+++ Supplied records

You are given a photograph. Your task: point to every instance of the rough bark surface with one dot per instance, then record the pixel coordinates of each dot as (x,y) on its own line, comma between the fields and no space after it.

++++++
+++ Supplied records

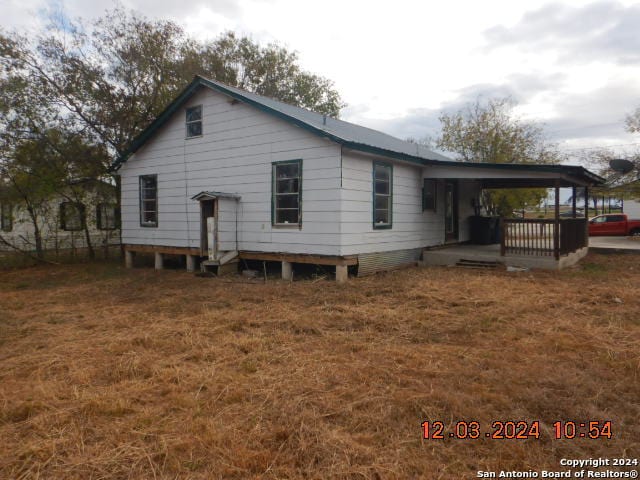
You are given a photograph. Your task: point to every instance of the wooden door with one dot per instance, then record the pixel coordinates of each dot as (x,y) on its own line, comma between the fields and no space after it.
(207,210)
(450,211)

++++++
+++ Supplied records

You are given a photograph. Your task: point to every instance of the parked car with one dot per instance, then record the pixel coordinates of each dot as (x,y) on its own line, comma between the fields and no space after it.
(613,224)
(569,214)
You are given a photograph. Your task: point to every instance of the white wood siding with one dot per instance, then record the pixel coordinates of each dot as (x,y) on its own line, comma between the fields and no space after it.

++++++

Task objective:
Rewrite the lines between the one holding "of the parked" and the one holding "of the white", inclusive, changing "instance" to "occurrence" and leaving everything else untouched.

Solved exercise:
You are given a photograph. Your task: point to every occurrence of the parked car with one dot per occurrence, then record the pixel coordinates of each dot as (x,y) on its own line, comma between the fields and no space after it.
(613,224)
(569,214)
You are given a photograph. Your task: point to every occurrence of the white wood siding with one dot per occurrence, then record the pixel coordinates of each dot as (x,y) on its own line, comma between the fields and no space after it.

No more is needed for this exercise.